**RECORDS**
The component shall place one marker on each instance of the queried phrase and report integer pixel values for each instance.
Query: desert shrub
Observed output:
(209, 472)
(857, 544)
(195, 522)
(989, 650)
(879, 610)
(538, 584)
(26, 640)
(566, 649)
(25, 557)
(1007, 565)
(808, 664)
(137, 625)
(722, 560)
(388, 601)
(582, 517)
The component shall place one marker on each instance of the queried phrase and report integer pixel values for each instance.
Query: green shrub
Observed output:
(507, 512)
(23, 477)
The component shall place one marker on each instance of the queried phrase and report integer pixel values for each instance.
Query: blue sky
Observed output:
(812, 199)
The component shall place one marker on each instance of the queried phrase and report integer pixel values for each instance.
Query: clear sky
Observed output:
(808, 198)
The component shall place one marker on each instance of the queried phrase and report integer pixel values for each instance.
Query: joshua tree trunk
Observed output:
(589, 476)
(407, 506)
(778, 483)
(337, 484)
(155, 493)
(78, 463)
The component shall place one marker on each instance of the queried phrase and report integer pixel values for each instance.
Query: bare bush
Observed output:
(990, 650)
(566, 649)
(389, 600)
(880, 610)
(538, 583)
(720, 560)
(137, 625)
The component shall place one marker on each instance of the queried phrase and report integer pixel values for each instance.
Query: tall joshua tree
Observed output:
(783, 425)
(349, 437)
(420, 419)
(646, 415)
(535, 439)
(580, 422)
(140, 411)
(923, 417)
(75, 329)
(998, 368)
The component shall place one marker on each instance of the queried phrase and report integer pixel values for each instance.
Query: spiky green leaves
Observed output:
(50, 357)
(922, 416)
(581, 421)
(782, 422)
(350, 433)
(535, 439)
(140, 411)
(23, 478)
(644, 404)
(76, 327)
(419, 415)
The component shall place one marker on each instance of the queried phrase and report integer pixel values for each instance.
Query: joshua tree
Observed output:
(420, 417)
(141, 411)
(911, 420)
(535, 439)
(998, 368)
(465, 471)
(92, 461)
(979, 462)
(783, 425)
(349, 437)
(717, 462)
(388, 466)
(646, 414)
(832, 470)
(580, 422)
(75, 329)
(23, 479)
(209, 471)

**STATED PROBLEM**
Set down every record above exactly as given.

**EXPECTED ANSWER**
The component shall place one marker on each instance of the queried phrase and report integer pixel values for each instance.
Query: desert shrub
Observed output:
(209, 472)
(857, 544)
(195, 522)
(989, 650)
(879, 610)
(538, 584)
(26, 640)
(566, 649)
(25, 557)
(1007, 565)
(808, 664)
(137, 625)
(722, 560)
(388, 601)
(582, 517)
The component shall place one marker on each instance of the queried phrase and report integer pixel values for each instance.
Query: green shrub
Observed output:
(507, 512)
(23, 477)
The component shall place one marker on each instance of the queried phrase and report integer pixel values for each instance.
Query: blue sky
Observed output:
(812, 199)
The component shall place one marker on each instance of the queried phrase and report integer pixel values for each instance.
Query: clear sky
Observed output:
(808, 198)
The component shall place one marker on each instance of the queried phrase and report integer pixel values for each instance.
Query: joshua tree trunk
Observed output:
(589, 476)
(407, 506)
(778, 483)
(337, 484)
(155, 493)
(78, 463)
The component shall place one marker on each instance of the queried phrase and report integer pixel values for each instance.
Query: bare bush
Observed output:
(990, 650)
(566, 649)
(389, 600)
(880, 610)
(538, 583)
(720, 560)
(137, 625)
The component shall place one marker on each instance of the queried phrase and report integer pixel values for each instance.
Query: tall joshua tree
Observed output:
(783, 425)
(349, 437)
(420, 419)
(646, 415)
(535, 439)
(580, 422)
(140, 411)
(923, 417)
(75, 329)
(998, 368)
The component shall place one marker on each instance of the queried phrase and report integer pixel values for each instance.
Query: spiky green leaves
Observed output:
(50, 357)
(922, 416)
(581, 421)
(782, 422)
(350, 433)
(535, 439)
(140, 411)
(23, 478)
(644, 404)
(76, 327)
(419, 415)
The component shall place one marker on each instance of the queried phrase and report integer pixel values for each instance.
Query: joshua tree
Observed output:
(420, 417)
(141, 411)
(911, 420)
(535, 439)
(998, 368)
(465, 471)
(92, 461)
(979, 462)
(783, 425)
(349, 437)
(717, 462)
(388, 466)
(646, 414)
(832, 470)
(580, 422)
(75, 329)
(23, 479)
(209, 471)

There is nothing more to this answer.